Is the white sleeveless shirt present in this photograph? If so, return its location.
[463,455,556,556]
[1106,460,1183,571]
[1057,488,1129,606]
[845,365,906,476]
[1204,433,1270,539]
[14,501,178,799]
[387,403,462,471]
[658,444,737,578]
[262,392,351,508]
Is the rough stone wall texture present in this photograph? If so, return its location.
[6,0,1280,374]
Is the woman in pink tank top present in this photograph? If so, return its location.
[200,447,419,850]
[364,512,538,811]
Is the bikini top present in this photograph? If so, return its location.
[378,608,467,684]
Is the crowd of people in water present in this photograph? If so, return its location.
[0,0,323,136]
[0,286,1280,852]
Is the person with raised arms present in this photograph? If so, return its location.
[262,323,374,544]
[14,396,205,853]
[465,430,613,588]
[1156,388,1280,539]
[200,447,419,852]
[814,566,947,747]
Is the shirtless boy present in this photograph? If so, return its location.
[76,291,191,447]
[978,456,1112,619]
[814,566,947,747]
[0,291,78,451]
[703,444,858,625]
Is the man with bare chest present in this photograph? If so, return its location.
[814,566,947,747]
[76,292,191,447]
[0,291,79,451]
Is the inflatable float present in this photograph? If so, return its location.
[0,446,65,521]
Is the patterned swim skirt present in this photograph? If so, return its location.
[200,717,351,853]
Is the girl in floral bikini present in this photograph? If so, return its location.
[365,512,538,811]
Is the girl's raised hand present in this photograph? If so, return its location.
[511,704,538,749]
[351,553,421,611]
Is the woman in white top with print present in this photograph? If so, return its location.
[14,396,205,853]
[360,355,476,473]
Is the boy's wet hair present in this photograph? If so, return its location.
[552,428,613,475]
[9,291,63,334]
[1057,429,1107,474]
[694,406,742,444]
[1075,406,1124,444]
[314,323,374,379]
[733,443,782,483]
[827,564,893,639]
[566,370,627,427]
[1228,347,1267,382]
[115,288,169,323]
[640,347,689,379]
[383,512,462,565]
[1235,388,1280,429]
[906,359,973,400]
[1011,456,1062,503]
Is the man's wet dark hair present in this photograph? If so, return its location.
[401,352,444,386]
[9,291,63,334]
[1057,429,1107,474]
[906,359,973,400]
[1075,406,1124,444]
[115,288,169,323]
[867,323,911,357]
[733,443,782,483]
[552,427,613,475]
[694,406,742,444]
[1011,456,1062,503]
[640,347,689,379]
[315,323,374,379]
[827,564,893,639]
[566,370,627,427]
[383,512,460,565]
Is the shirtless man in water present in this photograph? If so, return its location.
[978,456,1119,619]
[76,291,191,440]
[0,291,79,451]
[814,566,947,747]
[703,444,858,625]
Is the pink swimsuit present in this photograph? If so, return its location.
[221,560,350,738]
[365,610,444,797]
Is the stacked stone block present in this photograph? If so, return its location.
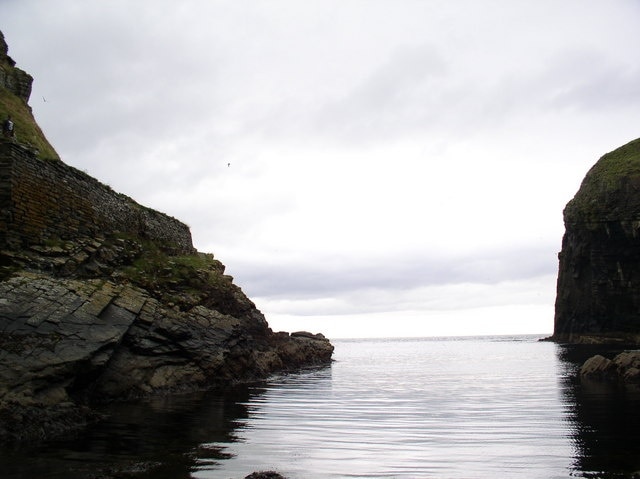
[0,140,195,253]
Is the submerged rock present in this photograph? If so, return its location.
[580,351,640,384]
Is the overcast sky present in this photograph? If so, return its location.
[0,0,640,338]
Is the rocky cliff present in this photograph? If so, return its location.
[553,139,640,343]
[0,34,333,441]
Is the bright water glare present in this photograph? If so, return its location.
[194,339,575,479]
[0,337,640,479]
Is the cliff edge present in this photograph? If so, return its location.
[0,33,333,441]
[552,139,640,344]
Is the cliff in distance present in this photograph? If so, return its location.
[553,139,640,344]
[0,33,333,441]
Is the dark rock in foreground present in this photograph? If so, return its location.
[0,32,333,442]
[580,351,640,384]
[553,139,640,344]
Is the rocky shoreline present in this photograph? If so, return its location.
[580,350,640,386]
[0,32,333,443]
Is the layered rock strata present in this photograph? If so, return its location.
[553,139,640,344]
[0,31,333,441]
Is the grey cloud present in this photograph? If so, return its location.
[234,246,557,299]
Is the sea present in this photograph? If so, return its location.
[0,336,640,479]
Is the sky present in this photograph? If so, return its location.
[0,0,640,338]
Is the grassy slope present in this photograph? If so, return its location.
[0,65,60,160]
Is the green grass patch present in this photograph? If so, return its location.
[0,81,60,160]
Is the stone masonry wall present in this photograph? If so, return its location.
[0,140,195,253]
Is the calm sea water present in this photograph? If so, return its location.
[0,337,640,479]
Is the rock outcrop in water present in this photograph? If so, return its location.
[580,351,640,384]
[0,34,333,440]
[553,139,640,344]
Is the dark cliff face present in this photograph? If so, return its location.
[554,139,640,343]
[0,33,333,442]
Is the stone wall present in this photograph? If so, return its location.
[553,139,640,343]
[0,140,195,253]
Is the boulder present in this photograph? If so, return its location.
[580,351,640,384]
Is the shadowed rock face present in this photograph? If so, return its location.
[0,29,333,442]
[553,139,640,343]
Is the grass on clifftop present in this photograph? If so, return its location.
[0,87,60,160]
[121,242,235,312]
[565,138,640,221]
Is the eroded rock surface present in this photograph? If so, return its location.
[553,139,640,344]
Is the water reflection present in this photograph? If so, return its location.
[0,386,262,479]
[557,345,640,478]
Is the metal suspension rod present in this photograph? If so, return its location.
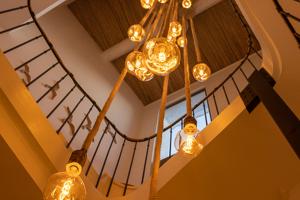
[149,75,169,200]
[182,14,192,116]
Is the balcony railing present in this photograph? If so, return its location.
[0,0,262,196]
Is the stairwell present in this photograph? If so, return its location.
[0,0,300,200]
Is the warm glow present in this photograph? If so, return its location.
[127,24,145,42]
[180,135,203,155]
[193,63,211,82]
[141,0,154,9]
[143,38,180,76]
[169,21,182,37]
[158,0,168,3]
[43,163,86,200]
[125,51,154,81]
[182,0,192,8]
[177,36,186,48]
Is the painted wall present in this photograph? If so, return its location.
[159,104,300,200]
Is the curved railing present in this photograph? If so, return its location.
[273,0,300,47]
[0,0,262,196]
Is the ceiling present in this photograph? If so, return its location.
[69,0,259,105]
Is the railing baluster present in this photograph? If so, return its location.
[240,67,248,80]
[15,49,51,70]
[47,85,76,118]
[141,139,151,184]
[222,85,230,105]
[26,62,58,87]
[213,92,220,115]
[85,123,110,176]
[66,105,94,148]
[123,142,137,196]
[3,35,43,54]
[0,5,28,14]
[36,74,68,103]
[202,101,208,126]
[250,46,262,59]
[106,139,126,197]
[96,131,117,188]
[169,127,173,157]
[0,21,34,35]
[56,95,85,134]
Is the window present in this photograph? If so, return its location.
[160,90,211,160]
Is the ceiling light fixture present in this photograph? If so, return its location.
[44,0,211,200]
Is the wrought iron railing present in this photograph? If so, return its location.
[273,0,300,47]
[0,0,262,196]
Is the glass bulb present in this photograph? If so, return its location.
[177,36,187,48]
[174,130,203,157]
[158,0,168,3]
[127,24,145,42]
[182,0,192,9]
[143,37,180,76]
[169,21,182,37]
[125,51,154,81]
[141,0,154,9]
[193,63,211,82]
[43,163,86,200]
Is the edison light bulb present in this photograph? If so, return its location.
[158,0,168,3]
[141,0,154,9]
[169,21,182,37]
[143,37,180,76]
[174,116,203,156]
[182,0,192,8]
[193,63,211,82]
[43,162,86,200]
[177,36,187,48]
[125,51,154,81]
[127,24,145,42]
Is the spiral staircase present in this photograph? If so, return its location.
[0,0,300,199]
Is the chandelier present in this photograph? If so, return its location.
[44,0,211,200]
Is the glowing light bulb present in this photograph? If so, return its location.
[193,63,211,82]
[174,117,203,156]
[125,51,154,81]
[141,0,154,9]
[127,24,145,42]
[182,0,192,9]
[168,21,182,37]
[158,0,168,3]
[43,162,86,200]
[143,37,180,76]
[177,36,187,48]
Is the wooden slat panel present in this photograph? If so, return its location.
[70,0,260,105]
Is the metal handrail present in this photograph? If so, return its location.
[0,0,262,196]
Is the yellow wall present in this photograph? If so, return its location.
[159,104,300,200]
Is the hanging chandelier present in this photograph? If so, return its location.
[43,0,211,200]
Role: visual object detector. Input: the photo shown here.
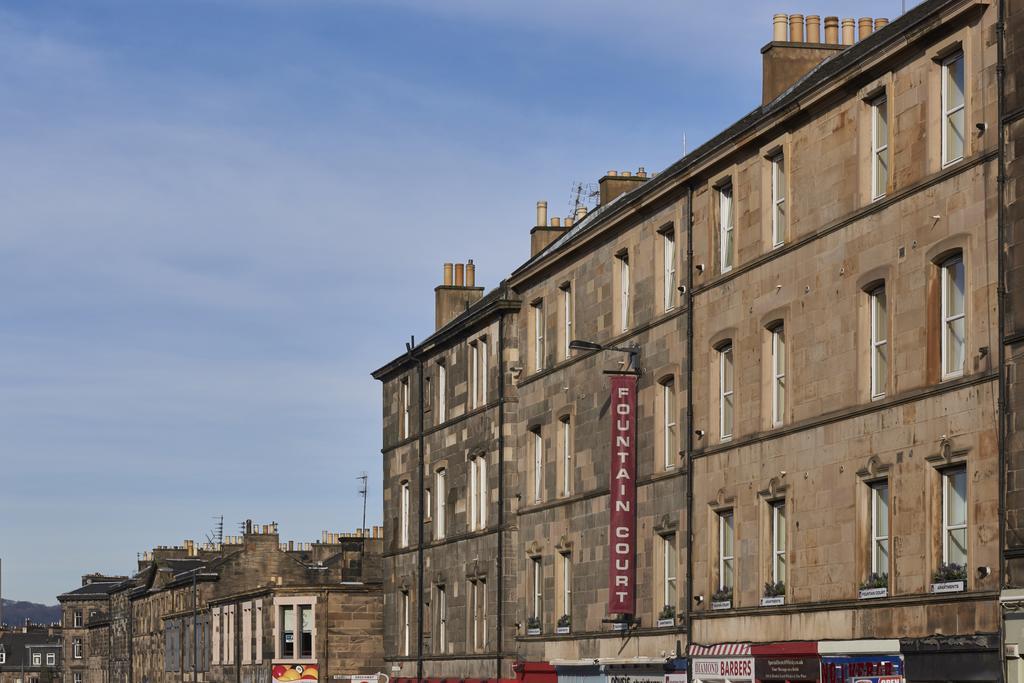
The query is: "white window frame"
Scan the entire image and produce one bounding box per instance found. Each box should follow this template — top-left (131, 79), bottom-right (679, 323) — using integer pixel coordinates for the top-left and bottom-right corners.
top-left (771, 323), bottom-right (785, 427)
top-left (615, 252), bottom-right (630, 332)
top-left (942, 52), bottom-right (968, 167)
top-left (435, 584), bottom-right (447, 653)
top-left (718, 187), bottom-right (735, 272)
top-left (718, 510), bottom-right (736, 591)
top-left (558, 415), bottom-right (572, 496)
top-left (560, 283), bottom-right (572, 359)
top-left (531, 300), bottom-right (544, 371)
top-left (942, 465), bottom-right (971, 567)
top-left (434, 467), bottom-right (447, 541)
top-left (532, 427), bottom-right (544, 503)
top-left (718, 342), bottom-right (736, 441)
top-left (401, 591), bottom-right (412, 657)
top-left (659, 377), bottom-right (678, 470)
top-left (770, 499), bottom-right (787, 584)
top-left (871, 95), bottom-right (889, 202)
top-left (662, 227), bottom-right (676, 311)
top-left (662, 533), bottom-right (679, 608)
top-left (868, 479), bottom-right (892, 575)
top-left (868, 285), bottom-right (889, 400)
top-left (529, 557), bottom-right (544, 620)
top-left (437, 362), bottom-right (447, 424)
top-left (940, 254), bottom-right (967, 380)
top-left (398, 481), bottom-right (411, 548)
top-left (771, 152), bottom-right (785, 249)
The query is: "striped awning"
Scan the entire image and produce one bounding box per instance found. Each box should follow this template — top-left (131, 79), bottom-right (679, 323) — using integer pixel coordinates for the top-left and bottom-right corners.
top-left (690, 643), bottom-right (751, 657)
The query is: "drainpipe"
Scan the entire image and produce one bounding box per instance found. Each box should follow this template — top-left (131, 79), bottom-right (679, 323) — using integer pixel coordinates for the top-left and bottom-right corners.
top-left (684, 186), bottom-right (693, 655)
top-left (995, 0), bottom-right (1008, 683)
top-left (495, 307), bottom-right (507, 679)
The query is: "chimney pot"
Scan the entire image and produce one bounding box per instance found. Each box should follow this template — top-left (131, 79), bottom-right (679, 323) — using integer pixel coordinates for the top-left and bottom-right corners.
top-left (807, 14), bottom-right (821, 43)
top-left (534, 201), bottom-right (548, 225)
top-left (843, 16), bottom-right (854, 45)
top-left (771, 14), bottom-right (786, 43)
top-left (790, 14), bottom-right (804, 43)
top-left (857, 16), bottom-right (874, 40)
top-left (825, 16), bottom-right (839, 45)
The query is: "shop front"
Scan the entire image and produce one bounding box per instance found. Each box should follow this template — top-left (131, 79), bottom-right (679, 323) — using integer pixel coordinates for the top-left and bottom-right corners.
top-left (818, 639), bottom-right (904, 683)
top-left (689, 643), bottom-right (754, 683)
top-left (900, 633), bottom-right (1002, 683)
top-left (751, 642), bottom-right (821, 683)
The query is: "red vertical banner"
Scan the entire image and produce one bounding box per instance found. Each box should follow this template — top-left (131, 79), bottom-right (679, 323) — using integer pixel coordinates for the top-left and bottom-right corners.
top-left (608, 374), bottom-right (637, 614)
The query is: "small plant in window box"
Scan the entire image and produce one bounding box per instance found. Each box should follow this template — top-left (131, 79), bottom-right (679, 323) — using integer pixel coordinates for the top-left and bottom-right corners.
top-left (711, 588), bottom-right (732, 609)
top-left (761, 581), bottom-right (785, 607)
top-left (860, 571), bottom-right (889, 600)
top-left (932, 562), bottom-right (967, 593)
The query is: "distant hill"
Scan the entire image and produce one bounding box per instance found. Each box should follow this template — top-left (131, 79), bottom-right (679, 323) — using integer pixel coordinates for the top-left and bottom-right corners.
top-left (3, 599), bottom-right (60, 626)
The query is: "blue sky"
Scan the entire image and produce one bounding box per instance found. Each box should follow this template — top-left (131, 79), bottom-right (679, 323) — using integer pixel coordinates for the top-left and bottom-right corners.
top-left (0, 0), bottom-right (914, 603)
★ ★ ★ ★
--- WRITTEN REQUEST ---
Copy out the records above again from the line with "Is the hanging" to the line with "top-left (771, 152), bottom-right (785, 249)", including both of those lines, and leave the pictures out.

--- TASK SOLUTION ---
Is the hanging chandelier present in this photograph? If so, return its location.
[43,0,211,200]
Role: visual object detector. Input: the photo shown here.
The query is: "white window frame"
Scan the entire image and produce one bounding box per instance found. Each box should follow this template — top-left (131, 79), bottom-right (679, 323) — using integer pixel coordinates for the top-left and bottom-right corners.
top-left (771, 323), bottom-right (785, 427)
top-left (615, 252), bottom-right (630, 332)
top-left (942, 52), bottom-right (968, 167)
top-left (435, 584), bottom-right (447, 653)
top-left (718, 187), bottom-right (735, 272)
top-left (718, 510), bottom-right (736, 591)
top-left (558, 415), bottom-right (572, 496)
top-left (560, 283), bottom-right (572, 359)
top-left (531, 300), bottom-right (544, 371)
top-left (942, 465), bottom-right (971, 567)
top-left (434, 467), bottom-right (447, 541)
top-left (532, 427), bottom-right (544, 503)
top-left (718, 342), bottom-right (736, 441)
top-left (401, 591), bottom-right (412, 657)
top-left (659, 377), bottom-right (678, 470)
top-left (770, 499), bottom-right (787, 584)
top-left (871, 95), bottom-right (889, 202)
top-left (662, 227), bottom-right (676, 311)
top-left (662, 533), bottom-right (679, 608)
top-left (868, 479), bottom-right (892, 575)
top-left (868, 285), bottom-right (889, 400)
top-left (529, 557), bottom-right (544, 620)
top-left (437, 362), bottom-right (447, 424)
top-left (940, 254), bottom-right (967, 380)
top-left (398, 481), bottom-right (411, 548)
top-left (771, 152), bottom-right (785, 249)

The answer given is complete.